Exercise passage Block Start

Lebanon Prime Minister-designate Saad Hariri on Thursday condemned the “abhorrent” deadly attack on a church in the French city of Nice.
“Terror has no religion and all Muslims are asked to deplore this criminal act that has nothing to do with Islam nor with the prophet of love on the occasion of his blessed birthday,” Hariri said in a tweet.
Muslims across the world are celebrating the anniversary of the Prophet’s birthday.
France’s prime minister said the country had been elevated to an “emergency” terrorist attack alert Thursday, after three people were killed and others injured in what police described as a terrorist attack at the Notre Dame basilica in the southern French city of Nice.
A man armed with a knife attacked people inside the church around 9 a.m. local time Thursday, killing a woman and a man, French police confirmed to NBC News.
A third victim, another woman, ran from the church seeking refuge in a cafe but was hunted down and killed, police added. Several others have been wounded, and the suspect was taken down and was being traeted hospital, the police added.
French Prime Minister Jean Castex said the country would raise its alert level to “emergency” after the attack which comes at a time of heightened tensions in France over the republication of caricatures of the Prophet Muhammad by the satirical newspaper Charlie Hebdo. The caricatures are considered blasphemous by Muslims and have provoked anger among Muslims across the world.
Castex denounced the killings Thursday, saying “the attack was as cowardly as it was barbaric and puts the entire country in mourning.”
The attack comes almost two weeks after an 18-year-old Chechen refugee decapitated a school teacher who had shown pupils Charlie Hebdo caricatures of the prophet during a civics class debate on freedom of expression.
The scene of the incident in central Nice was also not far from the site of the 2016 truck attack on Bastille Day crowds who were celebrating along the city’s tree-lined Promenade des Anglais that looks out on the Mediterranean. That attack killed dozens.
French churches were due to ring their bells at 3 p.m. to pay homage to the victims of the church attack.
The police said the national anti-terrorist public prosecutor’s department is now officially in charge of the investigation.
National and local police are at the scene, as well as bomb squads.
Images on French media and from news agencies showed the area cordoned off, as well as a heavy police presence outside the white basilica. French police tweeted that detonations that could be heard were being carried out by authorities but did not give further details.
Nice Mayor Christian Estrosi tweeted Thursday that the suspect had been arrested and that one of the victims of the attack inside the church was a caretaker who was well-liked among parishioners. NBC News could not immediately verify this report.
The mayor said that the attacker repeated the cry “Allahu Akbar!” as he was being medically treated at the scene, but did not indicate where this information came from.
Estrosi also said on Twitter that he had spoken to French President Emmanuel Macron on the phone and that Macron would visit Nice on Thursday.
French Interior Minister Gérald Darmanin said he was holding a crisis meeting.
Thursday’s assault was the third attack since the opening in September of a terrorism trial in the January 2015 killings at Charlie Hebdo and a kosher supermarket.
In September, a man attacked bystanders outside Charlie Hebdo’s former offices with “a butcher’s knife.” France had been bracing itself for another terror attack.
On Tuesday, France warned its citizens in several Muslim-majority countries to take extra security precautions as anger surged over the cartoons.
On Thursday morning, a security guard at the French consulate in the Saudi city of Jeddah was also the victim of a knife attack, according to the French Embassy in Saudi Arabia.
The attacker was immediately apprehended by Saudi security forces and the security guard was taken to hospital and is not in a life-threatening situation, the embassy said.

Exercise passage Block End

§ Your goal
Revise the Nice church attack article from the words "In September, a" through "the embassy said.", replacing "security guard" with "consulate guard" each time it appears. The records after this point are drawn from a different source.

Supplied entries Block Start

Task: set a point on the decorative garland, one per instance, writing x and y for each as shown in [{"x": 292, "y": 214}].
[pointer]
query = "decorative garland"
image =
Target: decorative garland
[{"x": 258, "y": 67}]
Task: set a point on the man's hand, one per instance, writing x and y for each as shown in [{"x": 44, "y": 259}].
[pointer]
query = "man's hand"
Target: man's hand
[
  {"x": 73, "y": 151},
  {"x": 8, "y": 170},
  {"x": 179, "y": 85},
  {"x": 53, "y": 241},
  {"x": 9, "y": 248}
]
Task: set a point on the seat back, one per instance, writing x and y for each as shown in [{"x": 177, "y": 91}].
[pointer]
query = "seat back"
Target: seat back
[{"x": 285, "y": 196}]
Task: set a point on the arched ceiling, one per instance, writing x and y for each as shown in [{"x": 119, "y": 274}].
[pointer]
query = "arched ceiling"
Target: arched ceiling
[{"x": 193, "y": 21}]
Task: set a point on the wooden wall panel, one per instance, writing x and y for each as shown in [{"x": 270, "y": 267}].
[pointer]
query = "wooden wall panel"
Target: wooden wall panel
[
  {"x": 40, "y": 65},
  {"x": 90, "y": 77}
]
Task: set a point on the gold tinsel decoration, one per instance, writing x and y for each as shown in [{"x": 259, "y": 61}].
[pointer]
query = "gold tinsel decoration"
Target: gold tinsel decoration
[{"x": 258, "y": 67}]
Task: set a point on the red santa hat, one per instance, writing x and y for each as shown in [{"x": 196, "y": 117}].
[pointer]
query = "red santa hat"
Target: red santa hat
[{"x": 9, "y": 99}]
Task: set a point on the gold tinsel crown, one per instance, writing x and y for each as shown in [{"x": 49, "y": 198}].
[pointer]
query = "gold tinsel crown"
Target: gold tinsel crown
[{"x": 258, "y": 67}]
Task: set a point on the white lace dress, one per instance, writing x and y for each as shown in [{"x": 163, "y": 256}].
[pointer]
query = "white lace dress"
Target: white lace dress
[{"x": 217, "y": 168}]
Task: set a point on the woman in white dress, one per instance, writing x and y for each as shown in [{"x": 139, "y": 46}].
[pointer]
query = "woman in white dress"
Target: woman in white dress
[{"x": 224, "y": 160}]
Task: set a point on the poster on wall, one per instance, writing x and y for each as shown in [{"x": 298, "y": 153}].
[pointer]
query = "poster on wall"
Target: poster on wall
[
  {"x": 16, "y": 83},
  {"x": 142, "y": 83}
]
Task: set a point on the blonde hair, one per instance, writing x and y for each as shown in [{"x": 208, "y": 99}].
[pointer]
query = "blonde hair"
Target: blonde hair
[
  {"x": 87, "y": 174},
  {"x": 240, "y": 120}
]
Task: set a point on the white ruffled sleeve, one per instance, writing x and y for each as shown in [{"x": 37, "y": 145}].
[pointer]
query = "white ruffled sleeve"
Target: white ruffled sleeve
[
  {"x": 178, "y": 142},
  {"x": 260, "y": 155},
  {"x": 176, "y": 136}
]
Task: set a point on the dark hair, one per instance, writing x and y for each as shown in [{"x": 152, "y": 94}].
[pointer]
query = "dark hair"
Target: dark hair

Supplied entries Block End

§ Reply to the task
In September, a man attacked bystanders outside Charlie Hebdo’s former offices with “a butcher’s knife.” France had been bracing itself for another terror attack.
On Tuesday, France warned its citizens in several Muslim-majority countries to take extra security precautions as anger surged over the cartoons.
On Thursday morning, a consulate guard at the French consulate in the Saudi city of Jeddah was also the victim of a knife attack, according to the French Embassy in Saudi Arabia.
The attacker was immediately apprehended by Saudi security forces and the consulate guard was taken to hospital and is not in a life-threatening situation, the embassy said.